:: Data for this task ::
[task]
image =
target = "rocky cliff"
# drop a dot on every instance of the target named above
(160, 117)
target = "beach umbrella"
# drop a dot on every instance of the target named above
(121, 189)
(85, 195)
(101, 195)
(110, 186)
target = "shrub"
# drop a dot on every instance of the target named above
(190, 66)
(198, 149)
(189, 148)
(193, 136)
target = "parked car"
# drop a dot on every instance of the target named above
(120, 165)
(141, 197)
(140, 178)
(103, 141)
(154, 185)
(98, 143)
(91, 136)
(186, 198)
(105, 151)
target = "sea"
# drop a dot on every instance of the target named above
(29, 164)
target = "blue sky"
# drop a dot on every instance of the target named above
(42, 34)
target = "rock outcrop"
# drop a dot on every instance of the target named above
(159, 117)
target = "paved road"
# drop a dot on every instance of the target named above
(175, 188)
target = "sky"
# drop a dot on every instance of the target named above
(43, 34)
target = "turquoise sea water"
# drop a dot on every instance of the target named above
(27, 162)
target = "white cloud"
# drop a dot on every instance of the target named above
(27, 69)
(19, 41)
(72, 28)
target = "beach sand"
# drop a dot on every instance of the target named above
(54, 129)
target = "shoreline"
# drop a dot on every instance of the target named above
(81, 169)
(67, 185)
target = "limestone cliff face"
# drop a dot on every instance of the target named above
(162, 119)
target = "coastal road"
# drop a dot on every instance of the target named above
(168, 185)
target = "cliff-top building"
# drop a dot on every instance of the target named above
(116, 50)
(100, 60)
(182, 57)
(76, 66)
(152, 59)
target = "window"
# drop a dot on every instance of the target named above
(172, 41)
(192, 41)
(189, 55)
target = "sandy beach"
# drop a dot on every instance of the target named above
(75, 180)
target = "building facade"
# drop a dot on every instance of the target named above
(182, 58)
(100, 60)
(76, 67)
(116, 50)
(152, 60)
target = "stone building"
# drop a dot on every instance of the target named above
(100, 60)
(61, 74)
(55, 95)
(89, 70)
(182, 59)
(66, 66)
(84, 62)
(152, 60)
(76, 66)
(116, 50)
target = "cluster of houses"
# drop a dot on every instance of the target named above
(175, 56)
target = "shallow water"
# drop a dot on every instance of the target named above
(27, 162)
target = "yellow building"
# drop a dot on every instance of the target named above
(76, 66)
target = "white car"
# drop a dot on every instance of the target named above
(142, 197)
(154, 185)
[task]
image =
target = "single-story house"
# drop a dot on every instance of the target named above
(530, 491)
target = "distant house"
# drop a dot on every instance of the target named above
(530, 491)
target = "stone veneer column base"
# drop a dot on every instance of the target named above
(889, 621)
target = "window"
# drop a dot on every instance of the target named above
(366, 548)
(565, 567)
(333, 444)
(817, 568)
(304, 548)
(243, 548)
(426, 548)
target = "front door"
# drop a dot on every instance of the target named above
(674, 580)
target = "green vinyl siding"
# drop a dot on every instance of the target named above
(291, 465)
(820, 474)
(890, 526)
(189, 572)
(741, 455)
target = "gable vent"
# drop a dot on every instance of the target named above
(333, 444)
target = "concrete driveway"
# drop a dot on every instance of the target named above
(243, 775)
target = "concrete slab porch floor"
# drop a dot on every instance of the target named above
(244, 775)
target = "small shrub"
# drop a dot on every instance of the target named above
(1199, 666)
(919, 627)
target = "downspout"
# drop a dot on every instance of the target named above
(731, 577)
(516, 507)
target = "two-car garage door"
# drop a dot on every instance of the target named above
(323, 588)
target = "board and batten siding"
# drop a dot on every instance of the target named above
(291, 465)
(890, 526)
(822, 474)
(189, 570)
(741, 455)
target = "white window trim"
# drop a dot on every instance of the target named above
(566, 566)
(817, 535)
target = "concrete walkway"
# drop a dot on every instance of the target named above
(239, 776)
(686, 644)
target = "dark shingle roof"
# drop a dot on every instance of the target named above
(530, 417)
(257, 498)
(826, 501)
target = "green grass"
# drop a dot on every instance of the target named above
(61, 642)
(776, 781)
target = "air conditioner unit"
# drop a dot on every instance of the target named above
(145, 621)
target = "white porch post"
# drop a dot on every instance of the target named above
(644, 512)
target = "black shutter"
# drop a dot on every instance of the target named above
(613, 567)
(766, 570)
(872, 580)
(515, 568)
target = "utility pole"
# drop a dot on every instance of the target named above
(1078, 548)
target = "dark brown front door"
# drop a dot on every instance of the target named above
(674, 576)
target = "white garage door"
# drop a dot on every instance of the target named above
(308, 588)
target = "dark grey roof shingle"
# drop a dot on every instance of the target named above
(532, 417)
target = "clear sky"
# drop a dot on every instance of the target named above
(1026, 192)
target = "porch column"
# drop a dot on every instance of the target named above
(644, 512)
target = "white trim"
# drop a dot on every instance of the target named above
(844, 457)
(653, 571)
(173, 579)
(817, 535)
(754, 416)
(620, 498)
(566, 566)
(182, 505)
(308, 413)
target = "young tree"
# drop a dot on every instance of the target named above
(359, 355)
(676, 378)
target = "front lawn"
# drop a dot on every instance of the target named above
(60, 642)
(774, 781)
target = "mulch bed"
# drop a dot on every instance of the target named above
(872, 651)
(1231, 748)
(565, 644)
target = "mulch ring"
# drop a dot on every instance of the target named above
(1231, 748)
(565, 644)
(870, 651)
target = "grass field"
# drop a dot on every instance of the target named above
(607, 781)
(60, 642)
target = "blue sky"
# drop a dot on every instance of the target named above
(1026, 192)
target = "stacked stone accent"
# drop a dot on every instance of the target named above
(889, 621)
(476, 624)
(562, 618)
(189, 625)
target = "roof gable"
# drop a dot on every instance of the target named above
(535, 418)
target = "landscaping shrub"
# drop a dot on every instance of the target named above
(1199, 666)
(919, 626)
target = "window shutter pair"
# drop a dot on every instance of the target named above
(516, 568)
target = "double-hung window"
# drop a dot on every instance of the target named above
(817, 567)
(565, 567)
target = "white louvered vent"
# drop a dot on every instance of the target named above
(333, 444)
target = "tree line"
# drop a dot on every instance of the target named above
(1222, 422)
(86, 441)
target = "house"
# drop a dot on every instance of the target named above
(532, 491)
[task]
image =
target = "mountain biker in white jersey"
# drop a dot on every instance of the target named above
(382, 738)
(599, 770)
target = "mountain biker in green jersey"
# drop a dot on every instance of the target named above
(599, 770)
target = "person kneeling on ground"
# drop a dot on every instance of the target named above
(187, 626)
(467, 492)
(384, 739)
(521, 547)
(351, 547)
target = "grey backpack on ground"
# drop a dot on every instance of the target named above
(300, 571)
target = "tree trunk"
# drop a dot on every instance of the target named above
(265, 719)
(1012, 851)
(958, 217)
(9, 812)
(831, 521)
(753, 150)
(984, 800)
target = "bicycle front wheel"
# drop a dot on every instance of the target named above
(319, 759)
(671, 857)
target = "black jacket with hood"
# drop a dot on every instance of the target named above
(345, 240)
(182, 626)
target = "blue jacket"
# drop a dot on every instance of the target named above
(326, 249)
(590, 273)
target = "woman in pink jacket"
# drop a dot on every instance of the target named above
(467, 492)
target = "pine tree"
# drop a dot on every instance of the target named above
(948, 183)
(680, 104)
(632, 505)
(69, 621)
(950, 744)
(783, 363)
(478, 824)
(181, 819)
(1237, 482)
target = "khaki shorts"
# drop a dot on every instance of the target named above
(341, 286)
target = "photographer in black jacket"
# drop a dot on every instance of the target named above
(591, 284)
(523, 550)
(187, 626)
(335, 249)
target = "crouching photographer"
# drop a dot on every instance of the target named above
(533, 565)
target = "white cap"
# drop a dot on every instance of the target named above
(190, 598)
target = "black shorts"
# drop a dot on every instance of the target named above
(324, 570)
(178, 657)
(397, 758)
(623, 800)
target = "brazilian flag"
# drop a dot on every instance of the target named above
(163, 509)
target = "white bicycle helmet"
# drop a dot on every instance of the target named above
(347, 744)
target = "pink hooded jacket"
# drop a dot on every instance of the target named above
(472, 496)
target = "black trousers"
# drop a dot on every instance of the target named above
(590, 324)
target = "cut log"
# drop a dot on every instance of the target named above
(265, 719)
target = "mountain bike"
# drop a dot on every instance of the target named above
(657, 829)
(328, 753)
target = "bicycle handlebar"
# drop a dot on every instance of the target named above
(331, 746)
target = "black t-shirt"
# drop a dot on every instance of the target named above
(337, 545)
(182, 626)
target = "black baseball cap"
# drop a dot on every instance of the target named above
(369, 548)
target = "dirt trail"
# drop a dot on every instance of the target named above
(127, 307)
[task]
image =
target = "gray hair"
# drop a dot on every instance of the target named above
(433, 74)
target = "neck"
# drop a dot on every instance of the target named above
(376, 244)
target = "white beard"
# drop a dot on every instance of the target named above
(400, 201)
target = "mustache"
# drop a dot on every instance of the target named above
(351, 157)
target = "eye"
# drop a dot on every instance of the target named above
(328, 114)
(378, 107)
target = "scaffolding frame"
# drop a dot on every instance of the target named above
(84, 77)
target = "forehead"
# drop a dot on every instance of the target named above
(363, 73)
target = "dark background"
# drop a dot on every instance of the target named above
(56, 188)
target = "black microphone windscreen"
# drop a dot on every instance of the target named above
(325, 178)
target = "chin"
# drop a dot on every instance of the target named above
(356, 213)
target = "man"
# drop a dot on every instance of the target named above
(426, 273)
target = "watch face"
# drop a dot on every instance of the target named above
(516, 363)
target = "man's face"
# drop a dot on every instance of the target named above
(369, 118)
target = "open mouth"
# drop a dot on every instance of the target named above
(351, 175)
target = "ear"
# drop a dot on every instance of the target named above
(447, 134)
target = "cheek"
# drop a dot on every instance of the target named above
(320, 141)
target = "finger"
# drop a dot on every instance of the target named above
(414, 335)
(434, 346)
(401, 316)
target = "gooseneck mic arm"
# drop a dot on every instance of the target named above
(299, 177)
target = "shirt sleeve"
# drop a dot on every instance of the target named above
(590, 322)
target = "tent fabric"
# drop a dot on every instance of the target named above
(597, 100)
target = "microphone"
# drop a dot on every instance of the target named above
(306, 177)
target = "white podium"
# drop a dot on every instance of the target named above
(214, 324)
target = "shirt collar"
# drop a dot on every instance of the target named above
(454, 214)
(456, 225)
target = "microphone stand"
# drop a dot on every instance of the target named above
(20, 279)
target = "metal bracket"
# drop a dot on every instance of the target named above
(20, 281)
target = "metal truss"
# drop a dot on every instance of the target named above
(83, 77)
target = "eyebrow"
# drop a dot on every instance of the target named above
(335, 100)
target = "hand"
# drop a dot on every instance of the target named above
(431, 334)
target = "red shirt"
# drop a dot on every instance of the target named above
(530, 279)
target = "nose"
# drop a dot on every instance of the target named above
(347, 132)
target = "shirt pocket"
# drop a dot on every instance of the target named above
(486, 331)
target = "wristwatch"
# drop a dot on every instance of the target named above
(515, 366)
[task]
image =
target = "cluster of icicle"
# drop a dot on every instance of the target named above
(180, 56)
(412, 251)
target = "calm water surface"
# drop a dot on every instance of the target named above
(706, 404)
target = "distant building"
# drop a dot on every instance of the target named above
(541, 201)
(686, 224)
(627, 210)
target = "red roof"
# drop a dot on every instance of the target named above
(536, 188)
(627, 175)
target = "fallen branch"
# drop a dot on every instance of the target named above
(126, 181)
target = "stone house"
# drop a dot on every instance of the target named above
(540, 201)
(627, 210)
:::
Description of the task: Please report every line of the listing that contains the string "door".

Solution:
target = "front door"
target = "two-car garage door"
target = "dark brown front door"
target = "white garage door"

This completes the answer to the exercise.